• Records for the task:
Content starts

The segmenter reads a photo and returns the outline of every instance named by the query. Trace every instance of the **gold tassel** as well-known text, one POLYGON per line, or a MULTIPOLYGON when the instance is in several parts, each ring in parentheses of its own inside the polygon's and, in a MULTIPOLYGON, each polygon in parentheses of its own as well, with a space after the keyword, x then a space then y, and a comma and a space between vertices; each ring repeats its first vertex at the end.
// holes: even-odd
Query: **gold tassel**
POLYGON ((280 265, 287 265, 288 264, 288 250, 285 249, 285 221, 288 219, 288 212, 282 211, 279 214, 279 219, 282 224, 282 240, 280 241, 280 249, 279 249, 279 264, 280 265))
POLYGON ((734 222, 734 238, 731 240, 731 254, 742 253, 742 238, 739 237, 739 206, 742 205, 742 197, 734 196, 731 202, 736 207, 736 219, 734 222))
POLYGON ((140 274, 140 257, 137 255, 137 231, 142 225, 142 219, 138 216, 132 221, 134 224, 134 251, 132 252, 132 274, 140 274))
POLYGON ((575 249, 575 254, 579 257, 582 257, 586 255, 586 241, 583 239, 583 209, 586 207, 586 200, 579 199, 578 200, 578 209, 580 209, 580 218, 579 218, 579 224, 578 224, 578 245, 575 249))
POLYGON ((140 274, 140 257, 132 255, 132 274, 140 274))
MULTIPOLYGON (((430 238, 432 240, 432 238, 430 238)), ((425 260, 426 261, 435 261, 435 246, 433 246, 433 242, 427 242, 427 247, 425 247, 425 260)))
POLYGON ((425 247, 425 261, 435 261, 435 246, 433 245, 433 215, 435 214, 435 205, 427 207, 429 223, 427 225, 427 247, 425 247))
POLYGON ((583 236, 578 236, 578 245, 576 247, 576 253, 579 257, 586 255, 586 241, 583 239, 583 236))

Content ends

What you give back must match the material word for word.

• Response area:
The segmenter reads a photo and returns the outline of every instance named by the query. Trace every instance of the **gold tassel** as well-known text, one POLYGON per line, or a MULTIPOLYGON when the instance is in several parts, each ring in parentheses of its own inside the polygon's and, in a MULTIPOLYGON, each polygon in parentheses of its own as well, with a space after the keyword, x then a space then y, and a comma and a space between vertices; each ring repeats its first vertex at the end.
// holes: even-odd
Query: **gold tassel**
POLYGON ((280 265, 287 265, 288 264, 288 250, 285 249, 285 221, 288 219, 288 212, 282 211, 279 214, 279 219, 282 224, 282 240, 280 241, 280 249, 279 249, 279 264, 280 265))
POLYGON ((734 222, 734 238, 731 240, 731 254, 742 253, 742 238, 739 237, 739 206, 742 205, 742 197, 734 196, 731 202, 736 207, 736 219, 734 222))
POLYGON ((140 274, 140 257, 137 255, 137 231, 142 225, 142 219, 138 216, 132 221, 134 224, 134 251, 132 252, 132 274, 140 274))
POLYGON ((575 249, 575 254, 579 257, 582 257, 586 255, 586 241, 583 239, 583 209, 586 207, 586 200, 579 199, 578 200, 578 209, 580 209, 580 218, 579 218, 579 224, 578 224, 578 245, 575 249))
POLYGON ((140 274, 140 257, 132 255, 132 274, 140 274))
MULTIPOLYGON (((430 238, 432 240, 432 238, 430 238)), ((425 260, 426 261, 435 261, 435 246, 433 246, 433 242, 427 242, 427 247, 425 247, 425 260)))
POLYGON ((425 247, 425 261, 435 261, 435 246, 433 245, 433 215, 435 214, 435 205, 427 207, 429 223, 427 225, 427 247, 425 247))
POLYGON ((583 236, 578 236, 578 245, 576 247, 576 253, 579 257, 586 255, 586 241, 583 239, 583 236))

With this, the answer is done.